* [TASK DESCRIPTION]:
Set down the line that contains "ok lemme think... I need the box for the brown" and every line after it to the end of the entries, exactly as they stand and nothing more.

BEGIN DATA TO PROCESS

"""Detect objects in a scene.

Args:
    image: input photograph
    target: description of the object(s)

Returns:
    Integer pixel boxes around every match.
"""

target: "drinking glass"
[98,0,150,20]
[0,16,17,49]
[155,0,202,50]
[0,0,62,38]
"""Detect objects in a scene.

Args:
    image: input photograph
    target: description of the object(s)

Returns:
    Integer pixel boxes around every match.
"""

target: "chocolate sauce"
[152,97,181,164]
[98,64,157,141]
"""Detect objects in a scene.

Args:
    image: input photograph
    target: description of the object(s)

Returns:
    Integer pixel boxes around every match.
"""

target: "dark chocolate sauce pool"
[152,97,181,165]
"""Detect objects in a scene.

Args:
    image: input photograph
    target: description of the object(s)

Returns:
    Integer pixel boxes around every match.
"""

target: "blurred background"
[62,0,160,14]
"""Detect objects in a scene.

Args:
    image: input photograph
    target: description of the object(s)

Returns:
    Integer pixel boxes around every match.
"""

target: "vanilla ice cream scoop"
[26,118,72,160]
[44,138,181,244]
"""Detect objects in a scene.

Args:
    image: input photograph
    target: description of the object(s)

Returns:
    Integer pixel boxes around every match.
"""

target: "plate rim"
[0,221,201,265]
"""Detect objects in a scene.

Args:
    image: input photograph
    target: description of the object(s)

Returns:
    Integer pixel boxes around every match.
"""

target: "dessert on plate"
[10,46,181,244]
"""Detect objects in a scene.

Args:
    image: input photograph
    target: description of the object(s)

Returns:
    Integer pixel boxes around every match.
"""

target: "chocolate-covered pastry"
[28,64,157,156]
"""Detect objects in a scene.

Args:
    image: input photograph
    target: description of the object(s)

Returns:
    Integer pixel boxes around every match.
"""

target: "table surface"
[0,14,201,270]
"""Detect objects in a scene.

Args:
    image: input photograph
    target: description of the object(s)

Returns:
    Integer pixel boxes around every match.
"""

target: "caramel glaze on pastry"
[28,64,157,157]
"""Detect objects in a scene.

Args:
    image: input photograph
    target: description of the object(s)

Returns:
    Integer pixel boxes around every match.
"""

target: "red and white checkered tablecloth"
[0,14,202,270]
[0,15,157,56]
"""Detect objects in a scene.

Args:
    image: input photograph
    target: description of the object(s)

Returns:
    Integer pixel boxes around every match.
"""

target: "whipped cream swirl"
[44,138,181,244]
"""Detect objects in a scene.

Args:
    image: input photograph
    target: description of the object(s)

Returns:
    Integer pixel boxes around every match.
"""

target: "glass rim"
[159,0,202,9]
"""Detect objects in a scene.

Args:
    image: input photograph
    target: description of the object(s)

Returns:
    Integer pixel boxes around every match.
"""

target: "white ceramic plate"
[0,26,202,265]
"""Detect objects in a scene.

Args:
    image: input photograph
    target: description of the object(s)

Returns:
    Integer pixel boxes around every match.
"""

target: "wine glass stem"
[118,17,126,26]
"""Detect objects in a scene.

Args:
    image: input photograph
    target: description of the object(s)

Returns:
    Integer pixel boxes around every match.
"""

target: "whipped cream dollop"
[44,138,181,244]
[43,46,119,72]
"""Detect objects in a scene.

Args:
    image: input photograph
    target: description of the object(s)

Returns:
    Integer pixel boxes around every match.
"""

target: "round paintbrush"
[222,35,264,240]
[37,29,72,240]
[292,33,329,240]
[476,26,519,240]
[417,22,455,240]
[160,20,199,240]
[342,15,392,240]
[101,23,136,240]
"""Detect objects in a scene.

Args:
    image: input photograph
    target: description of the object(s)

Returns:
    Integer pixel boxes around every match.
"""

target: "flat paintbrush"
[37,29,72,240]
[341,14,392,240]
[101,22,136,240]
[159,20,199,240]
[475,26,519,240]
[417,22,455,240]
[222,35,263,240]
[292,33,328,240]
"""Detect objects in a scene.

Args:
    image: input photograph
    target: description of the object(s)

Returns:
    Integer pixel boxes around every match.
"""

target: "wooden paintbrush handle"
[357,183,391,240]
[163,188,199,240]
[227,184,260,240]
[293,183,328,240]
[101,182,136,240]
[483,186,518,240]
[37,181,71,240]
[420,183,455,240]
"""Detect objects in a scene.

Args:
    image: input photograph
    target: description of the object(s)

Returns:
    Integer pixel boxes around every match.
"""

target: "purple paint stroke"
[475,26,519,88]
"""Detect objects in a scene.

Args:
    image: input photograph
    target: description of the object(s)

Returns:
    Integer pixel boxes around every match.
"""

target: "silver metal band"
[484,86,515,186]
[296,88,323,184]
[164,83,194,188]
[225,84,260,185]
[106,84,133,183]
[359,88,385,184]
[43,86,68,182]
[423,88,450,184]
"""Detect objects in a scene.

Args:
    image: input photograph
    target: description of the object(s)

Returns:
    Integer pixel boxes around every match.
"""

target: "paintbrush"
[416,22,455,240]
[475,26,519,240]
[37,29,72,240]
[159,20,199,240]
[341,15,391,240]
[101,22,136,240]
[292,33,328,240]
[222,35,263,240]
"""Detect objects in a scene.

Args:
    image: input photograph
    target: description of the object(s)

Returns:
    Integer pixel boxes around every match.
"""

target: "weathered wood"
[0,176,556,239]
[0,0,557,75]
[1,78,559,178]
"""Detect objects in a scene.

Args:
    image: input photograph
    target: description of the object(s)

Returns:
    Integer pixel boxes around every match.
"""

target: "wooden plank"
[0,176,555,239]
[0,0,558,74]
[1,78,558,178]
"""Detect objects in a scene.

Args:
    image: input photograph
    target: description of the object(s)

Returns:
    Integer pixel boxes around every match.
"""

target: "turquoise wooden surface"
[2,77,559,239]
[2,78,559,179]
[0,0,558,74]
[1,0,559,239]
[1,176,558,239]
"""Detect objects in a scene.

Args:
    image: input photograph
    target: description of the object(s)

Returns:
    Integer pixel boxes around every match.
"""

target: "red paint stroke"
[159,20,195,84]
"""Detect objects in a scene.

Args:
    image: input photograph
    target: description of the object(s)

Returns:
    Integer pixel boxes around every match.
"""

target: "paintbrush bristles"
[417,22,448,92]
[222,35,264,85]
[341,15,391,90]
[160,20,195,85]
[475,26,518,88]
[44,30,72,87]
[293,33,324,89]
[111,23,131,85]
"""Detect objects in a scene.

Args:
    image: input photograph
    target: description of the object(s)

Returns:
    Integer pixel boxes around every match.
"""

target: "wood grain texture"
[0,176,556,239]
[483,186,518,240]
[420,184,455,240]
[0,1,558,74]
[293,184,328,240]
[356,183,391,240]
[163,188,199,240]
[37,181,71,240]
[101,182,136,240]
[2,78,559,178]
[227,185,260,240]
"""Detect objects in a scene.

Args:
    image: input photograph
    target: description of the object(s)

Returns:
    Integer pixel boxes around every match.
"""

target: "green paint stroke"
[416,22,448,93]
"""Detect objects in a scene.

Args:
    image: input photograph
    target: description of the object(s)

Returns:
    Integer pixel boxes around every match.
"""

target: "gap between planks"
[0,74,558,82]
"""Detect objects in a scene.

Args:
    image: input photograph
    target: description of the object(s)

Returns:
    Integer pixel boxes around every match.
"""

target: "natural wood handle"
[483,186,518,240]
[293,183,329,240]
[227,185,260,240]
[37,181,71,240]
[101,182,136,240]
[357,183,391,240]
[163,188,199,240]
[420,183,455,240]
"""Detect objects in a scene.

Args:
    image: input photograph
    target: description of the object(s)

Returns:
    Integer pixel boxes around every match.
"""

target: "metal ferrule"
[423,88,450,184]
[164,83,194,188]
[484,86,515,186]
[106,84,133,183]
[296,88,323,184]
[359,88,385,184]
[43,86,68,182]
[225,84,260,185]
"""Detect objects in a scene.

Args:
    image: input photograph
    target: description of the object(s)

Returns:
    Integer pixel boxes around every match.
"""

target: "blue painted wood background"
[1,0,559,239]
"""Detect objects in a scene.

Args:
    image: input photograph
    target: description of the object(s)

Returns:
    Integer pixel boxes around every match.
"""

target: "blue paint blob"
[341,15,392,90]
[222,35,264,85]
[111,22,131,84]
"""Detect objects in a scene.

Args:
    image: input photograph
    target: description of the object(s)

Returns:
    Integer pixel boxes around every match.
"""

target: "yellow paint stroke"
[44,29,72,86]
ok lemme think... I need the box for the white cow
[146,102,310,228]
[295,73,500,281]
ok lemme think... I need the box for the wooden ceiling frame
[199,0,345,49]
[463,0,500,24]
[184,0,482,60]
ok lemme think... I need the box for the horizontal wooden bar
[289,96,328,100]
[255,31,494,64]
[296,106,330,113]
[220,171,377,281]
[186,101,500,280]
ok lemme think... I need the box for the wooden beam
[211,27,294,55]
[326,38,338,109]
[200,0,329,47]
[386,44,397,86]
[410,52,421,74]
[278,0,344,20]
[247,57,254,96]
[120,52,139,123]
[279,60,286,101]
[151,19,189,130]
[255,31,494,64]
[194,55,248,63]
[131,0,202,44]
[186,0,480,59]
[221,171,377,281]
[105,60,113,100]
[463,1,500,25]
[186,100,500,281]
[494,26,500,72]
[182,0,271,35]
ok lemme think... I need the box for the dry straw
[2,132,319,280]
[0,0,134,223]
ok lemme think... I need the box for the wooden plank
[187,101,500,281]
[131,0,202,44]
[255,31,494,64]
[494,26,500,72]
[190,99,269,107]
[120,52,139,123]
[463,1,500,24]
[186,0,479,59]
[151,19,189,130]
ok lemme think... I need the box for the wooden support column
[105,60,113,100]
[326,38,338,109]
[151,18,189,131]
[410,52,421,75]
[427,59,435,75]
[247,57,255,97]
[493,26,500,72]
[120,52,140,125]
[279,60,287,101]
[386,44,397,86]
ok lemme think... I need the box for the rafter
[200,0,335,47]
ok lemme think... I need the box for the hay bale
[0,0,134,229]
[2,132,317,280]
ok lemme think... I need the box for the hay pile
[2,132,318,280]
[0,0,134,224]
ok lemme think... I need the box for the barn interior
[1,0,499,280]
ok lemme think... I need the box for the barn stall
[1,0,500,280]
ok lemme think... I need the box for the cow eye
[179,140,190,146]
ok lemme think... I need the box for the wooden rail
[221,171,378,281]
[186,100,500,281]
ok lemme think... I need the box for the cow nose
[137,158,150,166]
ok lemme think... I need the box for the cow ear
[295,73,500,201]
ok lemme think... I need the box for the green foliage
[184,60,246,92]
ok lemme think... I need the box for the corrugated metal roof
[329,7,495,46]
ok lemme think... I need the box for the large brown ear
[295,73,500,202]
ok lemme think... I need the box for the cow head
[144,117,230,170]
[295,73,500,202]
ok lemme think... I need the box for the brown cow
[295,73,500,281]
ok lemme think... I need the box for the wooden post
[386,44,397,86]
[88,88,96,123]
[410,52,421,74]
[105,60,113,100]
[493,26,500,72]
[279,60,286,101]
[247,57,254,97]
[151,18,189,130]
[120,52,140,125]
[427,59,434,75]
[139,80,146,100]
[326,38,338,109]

END DATA TO PROCESS

* [OUTPUT]:
ok lemme think... I need the box for the brown cow
[295,73,500,281]
ok lemme think... I need the box for the wooden post
[386,44,397,86]
[88,88,96,123]
[410,52,421,74]
[105,60,113,100]
[493,26,500,72]
[279,60,286,101]
[247,57,254,97]
[151,18,189,130]
[120,52,140,125]
[427,59,434,75]
[139,80,146,100]
[326,38,338,109]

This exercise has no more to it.